-- Problem requirements --
Return each of the entries below unchanged, line for line.

▶

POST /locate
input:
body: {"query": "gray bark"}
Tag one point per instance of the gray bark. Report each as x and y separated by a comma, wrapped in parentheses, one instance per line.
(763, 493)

◀

-- The reply --
POST /locate
input:
body: {"query": "gray bark"}
Tag one point per instance of the gray bark. Report each as x and y separated by a comma, wrapped in parentheses, one instance per line.
(763, 493)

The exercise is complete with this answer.